Prompt 1: Translate this sentence from the forum thread on homemade jack stands into Spanish: "Wood is amazingly strong in compression, and those are built to take advantage of the strength."

# Home made jack stands



## moonie5961 (Oct 23, 2008)

x


----------



## jimmyb514 (Sep 9, 2007)

*Nice idea*

Those look to be a pretty nifty idea.

I saved your images, (I hope that's ok). I have a Cal21 that I wanted to put up and I also have had trouble locating stands that are sutiable. Granted the 1,500 pounds I am planning to support doesn't compare to your needs, but if properly executed, 
you should be ok. If you need to you can always make more. Noah's boat was held up with wood, no? Good luck and work with many hands. Jim B.


----------



## jimmyb514 (Sep 9, 2007)

*One more thing*

I can't see in the pictures but you might want to put squares of 3/4" plywood under the main load bearing timbers (maybe doubled up), to spread the load to help keep it from settling too much. Again, the best too you. 
Jim B.


----------



## merc2dogs (Jun 5, 2004)

Wood is amazingly strong in compression, and those are built to take advantage of the strength. So I wouldn't worry about them failing. Being made of wolmanized wood, they could conceivably outlast metal ones

Depending on what the cost is, If you are any good with tools, it would be a simple thing to make up some custom stands using the threaded adjusters and plates on them, or buy your own:

Scaffold Swivel Jack - Scaffold, Scaffolding from ScaffoldMart
At six inch extension there's something like a 10,00lbs safe working load on them.

Data records:
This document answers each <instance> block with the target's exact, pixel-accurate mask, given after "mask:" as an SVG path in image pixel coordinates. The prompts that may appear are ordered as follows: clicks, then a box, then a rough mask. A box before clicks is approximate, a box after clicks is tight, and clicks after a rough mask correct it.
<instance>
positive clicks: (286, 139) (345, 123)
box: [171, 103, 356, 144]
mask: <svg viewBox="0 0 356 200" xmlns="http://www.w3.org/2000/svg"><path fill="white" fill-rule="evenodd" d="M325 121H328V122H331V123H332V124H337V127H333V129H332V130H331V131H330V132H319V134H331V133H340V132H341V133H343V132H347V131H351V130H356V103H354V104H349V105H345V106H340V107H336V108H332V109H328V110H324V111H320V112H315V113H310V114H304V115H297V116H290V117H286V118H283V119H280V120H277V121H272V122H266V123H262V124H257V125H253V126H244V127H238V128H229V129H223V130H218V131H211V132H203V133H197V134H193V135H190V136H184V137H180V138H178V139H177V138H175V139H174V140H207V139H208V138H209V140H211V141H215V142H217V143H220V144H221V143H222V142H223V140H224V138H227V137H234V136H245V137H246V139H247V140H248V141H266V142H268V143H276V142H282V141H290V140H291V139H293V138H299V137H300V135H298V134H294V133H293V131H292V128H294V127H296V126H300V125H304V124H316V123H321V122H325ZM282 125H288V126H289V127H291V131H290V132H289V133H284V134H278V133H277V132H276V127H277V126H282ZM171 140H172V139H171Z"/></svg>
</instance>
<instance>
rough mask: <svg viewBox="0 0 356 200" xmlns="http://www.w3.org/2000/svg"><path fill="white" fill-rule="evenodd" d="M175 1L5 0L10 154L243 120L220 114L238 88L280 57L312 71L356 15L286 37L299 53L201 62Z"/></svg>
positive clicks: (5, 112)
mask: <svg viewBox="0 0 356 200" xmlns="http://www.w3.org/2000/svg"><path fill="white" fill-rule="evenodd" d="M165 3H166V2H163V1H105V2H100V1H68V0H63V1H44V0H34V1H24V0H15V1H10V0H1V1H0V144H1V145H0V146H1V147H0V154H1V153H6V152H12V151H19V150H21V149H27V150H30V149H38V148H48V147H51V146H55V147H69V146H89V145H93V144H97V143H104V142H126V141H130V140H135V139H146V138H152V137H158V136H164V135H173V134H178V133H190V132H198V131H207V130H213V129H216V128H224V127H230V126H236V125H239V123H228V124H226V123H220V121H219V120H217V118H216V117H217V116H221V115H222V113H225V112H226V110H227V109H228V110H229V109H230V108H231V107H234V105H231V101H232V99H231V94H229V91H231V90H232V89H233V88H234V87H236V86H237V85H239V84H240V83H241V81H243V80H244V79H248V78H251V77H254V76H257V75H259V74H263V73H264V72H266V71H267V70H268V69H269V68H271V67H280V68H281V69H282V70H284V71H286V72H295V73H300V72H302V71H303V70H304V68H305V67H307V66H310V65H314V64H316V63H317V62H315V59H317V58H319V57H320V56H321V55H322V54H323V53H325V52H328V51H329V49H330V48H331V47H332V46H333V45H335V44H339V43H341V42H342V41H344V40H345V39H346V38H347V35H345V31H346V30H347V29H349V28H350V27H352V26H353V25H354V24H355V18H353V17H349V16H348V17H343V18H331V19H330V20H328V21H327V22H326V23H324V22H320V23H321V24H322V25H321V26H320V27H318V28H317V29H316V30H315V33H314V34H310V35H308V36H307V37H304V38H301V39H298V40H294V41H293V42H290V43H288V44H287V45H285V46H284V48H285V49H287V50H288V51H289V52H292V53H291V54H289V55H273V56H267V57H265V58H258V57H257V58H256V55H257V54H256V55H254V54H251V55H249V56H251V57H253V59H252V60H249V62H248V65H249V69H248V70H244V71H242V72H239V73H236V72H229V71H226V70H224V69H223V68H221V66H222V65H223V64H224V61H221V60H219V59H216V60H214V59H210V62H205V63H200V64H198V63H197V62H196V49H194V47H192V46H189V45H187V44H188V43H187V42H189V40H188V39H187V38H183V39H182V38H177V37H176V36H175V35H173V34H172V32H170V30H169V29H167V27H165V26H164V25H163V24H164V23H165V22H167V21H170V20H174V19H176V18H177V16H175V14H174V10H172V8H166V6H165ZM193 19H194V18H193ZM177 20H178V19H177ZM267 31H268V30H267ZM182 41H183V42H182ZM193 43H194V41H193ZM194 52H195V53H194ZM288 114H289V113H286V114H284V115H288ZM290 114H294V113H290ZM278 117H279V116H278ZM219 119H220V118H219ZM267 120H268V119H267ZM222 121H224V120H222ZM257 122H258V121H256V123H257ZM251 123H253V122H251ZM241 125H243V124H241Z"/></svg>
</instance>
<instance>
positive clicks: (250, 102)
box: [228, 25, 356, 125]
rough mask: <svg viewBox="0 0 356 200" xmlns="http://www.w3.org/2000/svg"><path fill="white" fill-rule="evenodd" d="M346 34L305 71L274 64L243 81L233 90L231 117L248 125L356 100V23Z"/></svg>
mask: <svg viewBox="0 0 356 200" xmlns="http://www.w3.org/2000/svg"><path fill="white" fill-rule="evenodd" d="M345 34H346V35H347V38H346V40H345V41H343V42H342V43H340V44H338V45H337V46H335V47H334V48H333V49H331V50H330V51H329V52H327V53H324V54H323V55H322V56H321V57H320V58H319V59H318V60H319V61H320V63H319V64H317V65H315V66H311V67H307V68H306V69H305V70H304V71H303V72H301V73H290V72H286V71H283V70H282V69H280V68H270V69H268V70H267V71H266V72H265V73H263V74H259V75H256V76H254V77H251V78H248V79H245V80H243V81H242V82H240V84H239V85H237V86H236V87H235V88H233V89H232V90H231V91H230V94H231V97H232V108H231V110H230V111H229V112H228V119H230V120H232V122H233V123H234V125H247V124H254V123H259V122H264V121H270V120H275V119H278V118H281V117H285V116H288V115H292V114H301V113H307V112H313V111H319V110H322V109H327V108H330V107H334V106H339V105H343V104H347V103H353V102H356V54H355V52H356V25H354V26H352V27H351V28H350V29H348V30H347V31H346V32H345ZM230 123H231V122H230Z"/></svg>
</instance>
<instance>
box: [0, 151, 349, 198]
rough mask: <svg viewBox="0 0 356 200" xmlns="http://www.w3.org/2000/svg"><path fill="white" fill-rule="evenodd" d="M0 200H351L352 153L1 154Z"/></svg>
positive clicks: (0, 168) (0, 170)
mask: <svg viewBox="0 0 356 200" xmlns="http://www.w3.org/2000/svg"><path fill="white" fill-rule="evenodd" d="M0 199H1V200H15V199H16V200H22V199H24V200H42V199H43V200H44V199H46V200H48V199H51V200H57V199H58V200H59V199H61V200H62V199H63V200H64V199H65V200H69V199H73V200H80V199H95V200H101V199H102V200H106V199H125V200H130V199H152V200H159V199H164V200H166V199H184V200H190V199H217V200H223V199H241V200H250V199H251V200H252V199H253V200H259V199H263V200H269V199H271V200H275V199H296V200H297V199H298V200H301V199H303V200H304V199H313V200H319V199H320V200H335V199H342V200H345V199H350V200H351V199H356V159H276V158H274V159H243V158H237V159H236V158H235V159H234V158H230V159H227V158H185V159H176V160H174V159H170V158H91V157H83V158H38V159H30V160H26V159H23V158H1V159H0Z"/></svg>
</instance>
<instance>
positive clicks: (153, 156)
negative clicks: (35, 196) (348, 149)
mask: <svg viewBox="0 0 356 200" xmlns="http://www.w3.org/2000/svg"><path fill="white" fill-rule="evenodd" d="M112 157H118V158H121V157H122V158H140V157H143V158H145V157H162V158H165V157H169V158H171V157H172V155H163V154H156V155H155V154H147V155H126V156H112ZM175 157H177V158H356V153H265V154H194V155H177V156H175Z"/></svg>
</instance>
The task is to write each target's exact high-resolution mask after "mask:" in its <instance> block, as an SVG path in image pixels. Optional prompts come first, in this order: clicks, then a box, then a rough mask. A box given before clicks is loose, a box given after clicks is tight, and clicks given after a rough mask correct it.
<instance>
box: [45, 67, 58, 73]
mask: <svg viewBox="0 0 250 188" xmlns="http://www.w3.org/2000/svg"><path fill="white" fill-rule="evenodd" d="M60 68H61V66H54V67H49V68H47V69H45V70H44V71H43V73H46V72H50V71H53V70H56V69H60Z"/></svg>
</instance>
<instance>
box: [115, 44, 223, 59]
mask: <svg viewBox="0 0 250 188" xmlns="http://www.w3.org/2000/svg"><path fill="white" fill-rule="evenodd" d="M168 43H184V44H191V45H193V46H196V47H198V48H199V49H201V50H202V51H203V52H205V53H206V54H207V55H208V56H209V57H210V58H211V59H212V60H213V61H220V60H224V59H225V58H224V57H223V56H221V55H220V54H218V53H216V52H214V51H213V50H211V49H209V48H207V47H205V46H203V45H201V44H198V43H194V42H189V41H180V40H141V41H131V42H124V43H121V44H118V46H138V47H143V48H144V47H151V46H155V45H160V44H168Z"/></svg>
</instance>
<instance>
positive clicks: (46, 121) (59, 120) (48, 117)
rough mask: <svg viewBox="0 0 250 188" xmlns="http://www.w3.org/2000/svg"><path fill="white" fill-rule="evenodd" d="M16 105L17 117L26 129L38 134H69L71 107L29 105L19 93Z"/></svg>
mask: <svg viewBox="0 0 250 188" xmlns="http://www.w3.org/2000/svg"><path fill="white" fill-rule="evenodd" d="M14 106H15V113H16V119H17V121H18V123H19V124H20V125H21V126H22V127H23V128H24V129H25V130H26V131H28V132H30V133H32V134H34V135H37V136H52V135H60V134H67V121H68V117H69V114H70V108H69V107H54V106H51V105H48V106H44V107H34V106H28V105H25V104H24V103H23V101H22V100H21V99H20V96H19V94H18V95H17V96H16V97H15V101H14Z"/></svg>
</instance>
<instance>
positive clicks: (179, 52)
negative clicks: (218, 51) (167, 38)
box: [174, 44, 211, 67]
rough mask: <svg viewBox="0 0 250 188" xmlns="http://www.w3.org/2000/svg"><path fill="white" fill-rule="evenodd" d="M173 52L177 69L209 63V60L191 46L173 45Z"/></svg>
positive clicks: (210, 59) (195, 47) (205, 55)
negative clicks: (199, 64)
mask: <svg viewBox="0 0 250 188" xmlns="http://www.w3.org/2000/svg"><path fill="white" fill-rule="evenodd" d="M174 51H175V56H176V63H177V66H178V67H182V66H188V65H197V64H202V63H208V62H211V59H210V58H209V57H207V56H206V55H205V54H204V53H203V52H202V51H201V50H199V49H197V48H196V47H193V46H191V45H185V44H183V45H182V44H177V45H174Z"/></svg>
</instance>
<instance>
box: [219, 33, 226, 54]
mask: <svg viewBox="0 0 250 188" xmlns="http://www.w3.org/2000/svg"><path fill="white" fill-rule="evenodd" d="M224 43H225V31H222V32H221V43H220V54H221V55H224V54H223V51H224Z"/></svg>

--

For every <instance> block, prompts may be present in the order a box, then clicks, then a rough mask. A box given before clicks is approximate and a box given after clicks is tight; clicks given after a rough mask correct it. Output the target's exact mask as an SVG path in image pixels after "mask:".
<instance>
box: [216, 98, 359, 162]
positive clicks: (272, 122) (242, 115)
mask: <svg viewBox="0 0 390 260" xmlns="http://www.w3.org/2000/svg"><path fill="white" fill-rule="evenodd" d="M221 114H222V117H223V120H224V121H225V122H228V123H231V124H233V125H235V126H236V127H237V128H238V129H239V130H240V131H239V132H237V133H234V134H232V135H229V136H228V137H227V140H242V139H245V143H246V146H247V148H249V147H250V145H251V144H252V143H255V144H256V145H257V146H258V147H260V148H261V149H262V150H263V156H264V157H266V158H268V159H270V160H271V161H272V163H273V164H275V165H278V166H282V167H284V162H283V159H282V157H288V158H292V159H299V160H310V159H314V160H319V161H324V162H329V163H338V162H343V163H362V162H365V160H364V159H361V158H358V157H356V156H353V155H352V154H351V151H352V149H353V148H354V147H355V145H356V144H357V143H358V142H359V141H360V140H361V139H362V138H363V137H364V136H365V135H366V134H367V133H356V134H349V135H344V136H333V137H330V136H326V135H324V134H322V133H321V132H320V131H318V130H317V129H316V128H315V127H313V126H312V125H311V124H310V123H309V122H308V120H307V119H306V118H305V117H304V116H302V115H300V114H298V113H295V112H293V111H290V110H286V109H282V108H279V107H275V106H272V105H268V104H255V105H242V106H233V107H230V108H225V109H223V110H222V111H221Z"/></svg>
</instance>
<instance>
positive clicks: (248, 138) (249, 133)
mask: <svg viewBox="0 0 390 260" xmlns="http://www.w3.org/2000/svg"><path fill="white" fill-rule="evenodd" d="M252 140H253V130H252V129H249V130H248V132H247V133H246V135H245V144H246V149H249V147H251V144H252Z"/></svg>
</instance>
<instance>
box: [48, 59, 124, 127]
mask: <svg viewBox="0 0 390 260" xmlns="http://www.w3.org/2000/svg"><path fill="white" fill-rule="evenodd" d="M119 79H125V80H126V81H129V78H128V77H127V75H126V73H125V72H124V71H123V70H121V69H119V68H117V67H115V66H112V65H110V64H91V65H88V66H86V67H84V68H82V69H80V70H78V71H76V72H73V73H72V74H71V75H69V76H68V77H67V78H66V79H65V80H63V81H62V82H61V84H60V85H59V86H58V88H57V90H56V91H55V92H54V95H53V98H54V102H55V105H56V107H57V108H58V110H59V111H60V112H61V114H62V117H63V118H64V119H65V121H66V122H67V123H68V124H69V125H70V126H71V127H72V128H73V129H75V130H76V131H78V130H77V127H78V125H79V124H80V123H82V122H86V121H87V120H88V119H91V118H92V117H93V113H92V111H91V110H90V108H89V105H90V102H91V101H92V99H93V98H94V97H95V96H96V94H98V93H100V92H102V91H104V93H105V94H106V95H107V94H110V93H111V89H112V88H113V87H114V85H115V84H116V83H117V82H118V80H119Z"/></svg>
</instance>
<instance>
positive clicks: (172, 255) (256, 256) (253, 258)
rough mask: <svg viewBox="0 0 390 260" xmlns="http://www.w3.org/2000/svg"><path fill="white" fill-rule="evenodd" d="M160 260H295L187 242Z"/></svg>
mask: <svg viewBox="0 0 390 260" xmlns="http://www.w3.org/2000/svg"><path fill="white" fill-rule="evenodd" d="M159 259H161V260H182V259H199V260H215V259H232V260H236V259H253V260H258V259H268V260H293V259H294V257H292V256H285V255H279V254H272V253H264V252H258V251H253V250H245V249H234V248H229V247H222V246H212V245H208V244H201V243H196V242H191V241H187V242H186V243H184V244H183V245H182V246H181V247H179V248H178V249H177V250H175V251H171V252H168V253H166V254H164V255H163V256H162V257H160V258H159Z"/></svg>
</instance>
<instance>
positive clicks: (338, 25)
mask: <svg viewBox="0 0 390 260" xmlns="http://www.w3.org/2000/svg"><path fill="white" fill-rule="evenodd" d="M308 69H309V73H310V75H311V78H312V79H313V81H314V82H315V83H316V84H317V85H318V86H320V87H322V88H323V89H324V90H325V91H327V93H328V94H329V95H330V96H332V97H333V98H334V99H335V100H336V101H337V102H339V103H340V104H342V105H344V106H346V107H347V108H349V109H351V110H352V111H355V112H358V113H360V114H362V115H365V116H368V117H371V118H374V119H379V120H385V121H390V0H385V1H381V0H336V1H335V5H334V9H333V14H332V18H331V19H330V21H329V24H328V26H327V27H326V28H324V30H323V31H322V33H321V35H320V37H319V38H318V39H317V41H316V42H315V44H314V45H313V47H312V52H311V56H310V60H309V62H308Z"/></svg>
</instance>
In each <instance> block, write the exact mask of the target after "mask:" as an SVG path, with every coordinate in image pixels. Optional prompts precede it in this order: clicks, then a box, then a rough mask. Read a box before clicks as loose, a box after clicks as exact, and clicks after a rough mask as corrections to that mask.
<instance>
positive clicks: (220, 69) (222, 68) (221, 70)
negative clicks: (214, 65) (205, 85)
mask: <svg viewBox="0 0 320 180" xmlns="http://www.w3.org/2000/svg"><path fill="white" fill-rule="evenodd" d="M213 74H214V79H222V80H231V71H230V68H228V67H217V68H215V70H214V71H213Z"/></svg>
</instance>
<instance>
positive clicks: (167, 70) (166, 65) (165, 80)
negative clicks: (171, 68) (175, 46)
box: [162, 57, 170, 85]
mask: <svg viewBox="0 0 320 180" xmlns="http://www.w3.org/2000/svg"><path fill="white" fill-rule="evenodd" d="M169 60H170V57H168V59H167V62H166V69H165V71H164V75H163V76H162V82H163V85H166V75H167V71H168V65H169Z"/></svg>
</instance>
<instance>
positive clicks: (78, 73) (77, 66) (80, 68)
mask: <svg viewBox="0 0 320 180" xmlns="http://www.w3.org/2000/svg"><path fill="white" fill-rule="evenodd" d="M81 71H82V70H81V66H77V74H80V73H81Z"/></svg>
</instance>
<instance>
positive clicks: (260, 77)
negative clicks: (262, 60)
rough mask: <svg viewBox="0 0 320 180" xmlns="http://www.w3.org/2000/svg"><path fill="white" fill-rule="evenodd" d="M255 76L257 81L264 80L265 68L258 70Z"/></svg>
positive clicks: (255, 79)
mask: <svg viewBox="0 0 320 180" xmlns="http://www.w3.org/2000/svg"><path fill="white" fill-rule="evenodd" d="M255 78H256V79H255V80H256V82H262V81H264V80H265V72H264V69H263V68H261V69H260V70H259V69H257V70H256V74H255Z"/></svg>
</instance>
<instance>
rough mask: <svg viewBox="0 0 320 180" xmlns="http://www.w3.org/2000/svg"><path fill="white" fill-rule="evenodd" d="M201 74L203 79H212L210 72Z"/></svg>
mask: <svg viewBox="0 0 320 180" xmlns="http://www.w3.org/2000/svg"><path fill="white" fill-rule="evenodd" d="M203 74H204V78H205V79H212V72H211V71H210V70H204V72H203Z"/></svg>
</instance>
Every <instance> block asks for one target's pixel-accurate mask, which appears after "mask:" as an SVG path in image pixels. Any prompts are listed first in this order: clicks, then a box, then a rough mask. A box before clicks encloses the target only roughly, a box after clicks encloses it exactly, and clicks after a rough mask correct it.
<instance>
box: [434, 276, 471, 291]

---

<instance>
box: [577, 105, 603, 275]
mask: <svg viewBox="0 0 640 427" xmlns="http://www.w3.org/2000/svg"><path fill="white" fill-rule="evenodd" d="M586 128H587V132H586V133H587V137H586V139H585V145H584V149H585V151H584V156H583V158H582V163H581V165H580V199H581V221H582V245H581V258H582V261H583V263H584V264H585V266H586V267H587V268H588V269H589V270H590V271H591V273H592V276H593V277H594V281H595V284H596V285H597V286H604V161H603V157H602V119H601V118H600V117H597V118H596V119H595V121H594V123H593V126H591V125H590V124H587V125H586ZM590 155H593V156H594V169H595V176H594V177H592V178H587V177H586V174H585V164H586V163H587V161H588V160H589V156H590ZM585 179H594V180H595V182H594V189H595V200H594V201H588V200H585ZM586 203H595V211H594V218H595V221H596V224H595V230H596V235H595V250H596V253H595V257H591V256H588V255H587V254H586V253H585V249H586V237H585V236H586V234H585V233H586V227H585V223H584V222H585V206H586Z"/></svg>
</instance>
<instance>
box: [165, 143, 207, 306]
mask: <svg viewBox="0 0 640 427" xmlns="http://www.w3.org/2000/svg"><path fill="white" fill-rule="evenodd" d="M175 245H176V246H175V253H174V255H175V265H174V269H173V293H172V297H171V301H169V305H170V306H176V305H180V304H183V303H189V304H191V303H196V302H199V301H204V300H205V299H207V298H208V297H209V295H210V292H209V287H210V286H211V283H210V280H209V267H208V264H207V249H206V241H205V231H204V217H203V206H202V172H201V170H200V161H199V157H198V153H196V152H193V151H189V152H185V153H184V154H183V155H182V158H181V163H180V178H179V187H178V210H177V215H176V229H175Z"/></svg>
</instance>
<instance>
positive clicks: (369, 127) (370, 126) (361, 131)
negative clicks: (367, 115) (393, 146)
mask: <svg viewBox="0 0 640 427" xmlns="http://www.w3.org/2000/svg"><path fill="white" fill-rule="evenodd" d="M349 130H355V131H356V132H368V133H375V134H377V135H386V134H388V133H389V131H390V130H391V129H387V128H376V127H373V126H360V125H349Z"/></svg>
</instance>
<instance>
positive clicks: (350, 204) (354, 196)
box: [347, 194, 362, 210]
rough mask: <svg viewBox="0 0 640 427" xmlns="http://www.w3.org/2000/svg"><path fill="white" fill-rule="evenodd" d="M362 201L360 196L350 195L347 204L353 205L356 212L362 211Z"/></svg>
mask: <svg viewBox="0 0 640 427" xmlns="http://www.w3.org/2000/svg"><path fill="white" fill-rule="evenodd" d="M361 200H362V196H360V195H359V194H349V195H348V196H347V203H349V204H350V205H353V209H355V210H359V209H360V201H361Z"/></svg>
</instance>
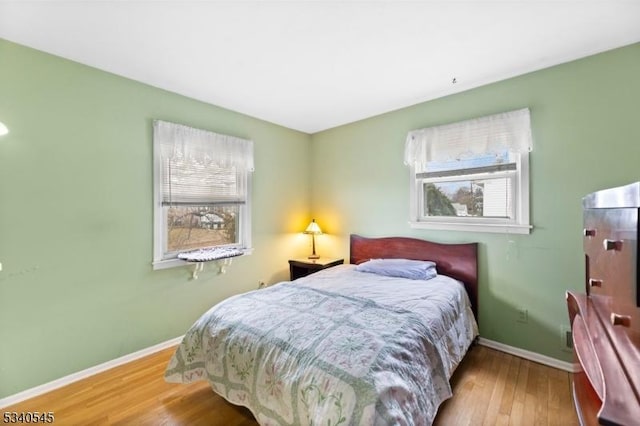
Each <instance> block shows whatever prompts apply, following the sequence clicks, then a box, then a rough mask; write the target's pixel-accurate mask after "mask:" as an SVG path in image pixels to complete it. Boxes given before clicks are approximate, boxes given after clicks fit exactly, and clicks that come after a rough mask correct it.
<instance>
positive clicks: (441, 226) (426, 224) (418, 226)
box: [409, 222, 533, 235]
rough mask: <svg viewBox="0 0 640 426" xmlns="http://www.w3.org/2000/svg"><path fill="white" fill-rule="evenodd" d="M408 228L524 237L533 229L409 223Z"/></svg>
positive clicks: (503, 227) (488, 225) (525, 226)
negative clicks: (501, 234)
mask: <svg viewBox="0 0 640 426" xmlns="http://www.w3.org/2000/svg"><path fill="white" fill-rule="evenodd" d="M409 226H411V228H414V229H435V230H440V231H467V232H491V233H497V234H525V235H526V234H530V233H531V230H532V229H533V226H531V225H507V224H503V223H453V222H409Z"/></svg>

Prompt 2: From the rows, quote the lines from the one containing "228L524 237L533 229L409" to the one containing "positive clicks: (503, 227)", both included.

Reply 1: La madera es asombrosamente resistente a la compresión, y esos están construidos para aprovechar esa resistencia.

Reply 2:
rough mask: <svg viewBox="0 0 640 426" xmlns="http://www.w3.org/2000/svg"><path fill="white" fill-rule="evenodd" d="M408 228L524 237L533 229L409 223Z"/></svg>
positive clicks: (503, 227) (488, 225) (525, 226)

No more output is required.